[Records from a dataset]
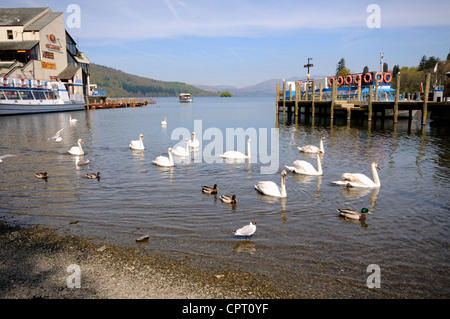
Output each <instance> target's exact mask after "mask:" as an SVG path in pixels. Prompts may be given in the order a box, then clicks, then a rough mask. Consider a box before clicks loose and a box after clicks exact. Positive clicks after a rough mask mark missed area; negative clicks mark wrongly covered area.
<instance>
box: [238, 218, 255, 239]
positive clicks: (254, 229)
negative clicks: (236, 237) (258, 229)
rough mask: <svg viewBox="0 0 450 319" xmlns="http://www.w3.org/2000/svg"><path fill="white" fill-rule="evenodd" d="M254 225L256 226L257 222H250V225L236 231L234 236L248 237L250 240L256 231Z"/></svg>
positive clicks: (248, 224)
mask: <svg viewBox="0 0 450 319" xmlns="http://www.w3.org/2000/svg"><path fill="white" fill-rule="evenodd" d="M256 224H258V223H257V222H254V221H252V222H250V224H248V225H245V226H244V227H242V228H239V229H238V230H236V232H235V233H234V235H235V236H245V237H249V238H251V237H252V235H253V234H254V233H255V231H256Z"/></svg>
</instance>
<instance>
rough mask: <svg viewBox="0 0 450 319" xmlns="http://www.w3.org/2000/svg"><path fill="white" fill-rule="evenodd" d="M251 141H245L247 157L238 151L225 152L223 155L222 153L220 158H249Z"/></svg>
mask: <svg viewBox="0 0 450 319" xmlns="http://www.w3.org/2000/svg"><path fill="white" fill-rule="evenodd" d="M251 141H252V139H251V138H248V139H247V155H245V154H242V153H241V152H238V151H227V152H225V153H223V154H222V155H220V157H222V158H237V159H240V158H250V156H251V150H250V142H251Z"/></svg>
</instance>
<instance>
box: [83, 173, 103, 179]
mask: <svg viewBox="0 0 450 319" xmlns="http://www.w3.org/2000/svg"><path fill="white" fill-rule="evenodd" d="M84 177H86V178H92V179H94V178H100V172H98V173H97V174H94V173H89V174H86V175H84Z"/></svg>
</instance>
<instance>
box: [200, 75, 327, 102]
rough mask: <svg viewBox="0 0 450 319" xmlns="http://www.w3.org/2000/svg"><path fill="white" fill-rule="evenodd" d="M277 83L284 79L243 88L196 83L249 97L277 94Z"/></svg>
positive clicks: (267, 80)
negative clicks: (207, 84)
mask: <svg viewBox="0 0 450 319" xmlns="http://www.w3.org/2000/svg"><path fill="white" fill-rule="evenodd" d="M320 77H325V76H316V78H320ZM285 80H286V81H299V80H303V81H304V78H300V77H292V78H289V79H285ZM277 83H279V84H280V85H282V84H283V79H270V80H267V81H263V82H259V83H257V84H254V85H250V86H246V87H243V88H236V87H233V86H226V85H218V86H208V85H200V84H199V85H196V87H199V88H201V89H203V90H207V91H211V92H223V91H229V92H230V93H231V94H233V96H241V97H244V96H248V97H270V96H275V93H276V86H277Z"/></svg>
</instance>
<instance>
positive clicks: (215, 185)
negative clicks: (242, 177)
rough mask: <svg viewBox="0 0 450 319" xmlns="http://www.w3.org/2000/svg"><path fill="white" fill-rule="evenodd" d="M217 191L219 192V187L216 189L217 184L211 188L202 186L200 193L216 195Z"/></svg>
mask: <svg viewBox="0 0 450 319" xmlns="http://www.w3.org/2000/svg"><path fill="white" fill-rule="evenodd" d="M218 190H219V187H217V184H214V186H213V187H210V186H202V192H203V193H206V194H217V191H218Z"/></svg>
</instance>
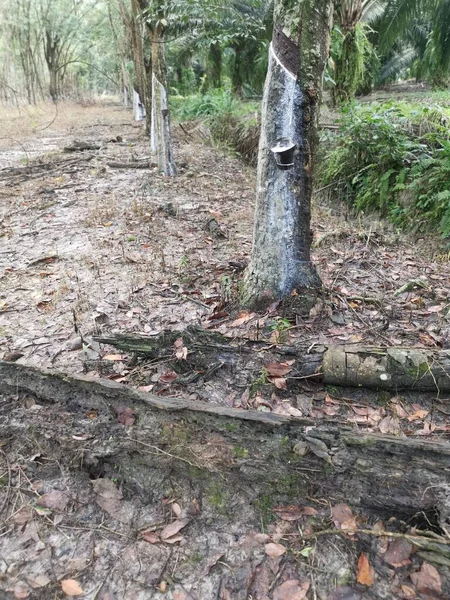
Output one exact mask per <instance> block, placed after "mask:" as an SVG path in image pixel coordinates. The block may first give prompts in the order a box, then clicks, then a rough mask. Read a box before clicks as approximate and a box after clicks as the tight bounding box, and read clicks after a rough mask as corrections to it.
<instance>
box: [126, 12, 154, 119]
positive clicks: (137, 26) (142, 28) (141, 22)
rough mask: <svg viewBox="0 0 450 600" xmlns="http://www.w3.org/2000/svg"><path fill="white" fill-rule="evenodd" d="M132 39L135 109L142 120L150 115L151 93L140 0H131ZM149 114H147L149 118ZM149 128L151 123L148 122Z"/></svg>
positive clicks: (133, 98)
mask: <svg viewBox="0 0 450 600" xmlns="http://www.w3.org/2000/svg"><path fill="white" fill-rule="evenodd" d="M131 12H132V16H131V40H132V46H133V63H134V82H133V87H134V96H133V111H134V118H135V120H136V121H142V120H143V119H144V118H145V117H146V115H149V112H150V111H149V105H148V100H149V98H148V97H149V96H150V94H149V93H148V91H149V86H148V84H147V78H146V72H145V64H144V27H143V23H142V18H141V6H140V2H139V0H131ZM148 119H149V116H147V120H148ZM147 128H149V123H148V124H147Z"/></svg>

WORK INSTRUCTIONS = Reproduce the data above in full, exactly as it is, with the pictures left out.

TASK ANSWER =
Output each <instance> target's exact mask after "mask:" as an SVG path in pixels. Prompts may be given in the order a box, then clicks, then a rough mask. Consider a box before clicks loose and a box after clicks exact. Positive clicks after a rough mask mark missed area; negative clicks mark wrongly covered area.
<instance>
box: [238, 218, 255, 239]
positive clicks: (254, 229)
negative clicks: (236, 237) (258, 229)
rough mask: <svg viewBox="0 0 450 319" xmlns="http://www.w3.org/2000/svg"><path fill="white" fill-rule="evenodd" d="M254 225L256 226L257 222H250V225L236 231L234 236L248 237L250 240L256 231Z"/></svg>
positive clicks: (248, 224)
mask: <svg viewBox="0 0 450 319" xmlns="http://www.w3.org/2000/svg"><path fill="white" fill-rule="evenodd" d="M256 224H258V223H257V222H254V221H252V222H250V224H248V225H245V226H244V227H242V228H239V229H238V230H236V232H235V233H234V235H235V236H245V237H249V238H251V237H252V235H253V234H254V233H255V231H256Z"/></svg>
</instance>
<instance>
rough mask: <svg viewBox="0 0 450 319" xmlns="http://www.w3.org/2000/svg"><path fill="white" fill-rule="evenodd" d="M251 141H245L247 157L238 151L225 152L223 155L222 153L220 158H249Z"/></svg>
mask: <svg viewBox="0 0 450 319" xmlns="http://www.w3.org/2000/svg"><path fill="white" fill-rule="evenodd" d="M251 141H252V139H251V138H248V139H247V155H245V154H242V153H241V152H238V151H227V152H225V153H223V154H222V155H220V157H222V158H237V159H240V158H250V156H251V150H250V142H251Z"/></svg>
</instance>
<instance>
box: [83, 173, 103, 179]
mask: <svg viewBox="0 0 450 319" xmlns="http://www.w3.org/2000/svg"><path fill="white" fill-rule="evenodd" d="M84 177H86V178H92V179H94V178H100V172H98V173H97V174H94V173H89V174H86V175H84Z"/></svg>
</instance>
<instance>
box: [200, 75, 327, 102]
rough mask: <svg viewBox="0 0 450 319" xmlns="http://www.w3.org/2000/svg"><path fill="white" fill-rule="evenodd" d="M277 83L284 79L243 88L196 83L249 97L277 94Z"/></svg>
positive clicks: (267, 80)
negative clicks: (207, 84)
mask: <svg viewBox="0 0 450 319" xmlns="http://www.w3.org/2000/svg"><path fill="white" fill-rule="evenodd" d="M320 77H325V76H316V78H320ZM285 80H286V81H299V80H303V81H304V78H300V77H292V78H289V79H285ZM277 83H279V84H280V85H282V84H283V79H270V80H267V81H263V82H259V83H257V84H254V85H250V86H246V87H243V88H236V87H233V86H226V85H218V86H208V85H200V84H199V85H196V87H199V88H201V89H203V90H207V91H211V92H223V91H229V92H230V93H231V94H233V96H241V97H244V96H248V97H270V96H275V93H276V86H277Z"/></svg>
</instance>
<instance>
positive clicks: (215, 185)
negative clicks: (242, 177)
rough mask: <svg viewBox="0 0 450 319" xmlns="http://www.w3.org/2000/svg"><path fill="white" fill-rule="evenodd" d="M217 191L219 192V187L216 189L217 184L211 188L202 186L200 193L216 195Z"/></svg>
mask: <svg viewBox="0 0 450 319" xmlns="http://www.w3.org/2000/svg"><path fill="white" fill-rule="evenodd" d="M218 190H219V187H217V184H214V186H213V187H210V186H202V192H203V193H206V194H217V191H218Z"/></svg>
</instance>
Output one exact mask per <instance> block, placed after "mask:" as an SVG path in image pixel coordinates. The block may first give prompts in the order a box, then clicks, then a rough mask. Read a box before clicks as approximate and a box after clicks as the tight bounding box, and read clicks after a rough mask as corrections to it.
<instance>
box: [126, 12, 154, 119]
positive clicks: (137, 26) (142, 28) (141, 22)
rough mask: <svg viewBox="0 0 450 600" xmlns="http://www.w3.org/2000/svg"><path fill="white" fill-rule="evenodd" d="M132 39L135 109L142 120L150 115L151 93L140 0H131ZM149 114H147L149 118ZM149 128L151 123L148 122Z"/></svg>
positive clicks: (133, 98)
mask: <svg viewBox="0 0 450 600" xmlns="http://www.w3.org/2000/svg"><path fill="white" fill-rule="evenodd" d="M131 12H132V16H131V40H132V46H133V63H134V82H133V87H134V96H133V111H134V118H135V120H136V121H142V120H143V119H144V118H145V117H146V115H149V112H150V111H149V105H148V100H149V98H148V97H149V96H150V94H149V93H148V91H149V86H148V84H147V78H146V72H145V64H144V27H143V23H142V18H141V6H140V2H139V0H131ZM148 119H149V116H147V120H148ZM147 128H149V123H148V124H147Z"/></svg>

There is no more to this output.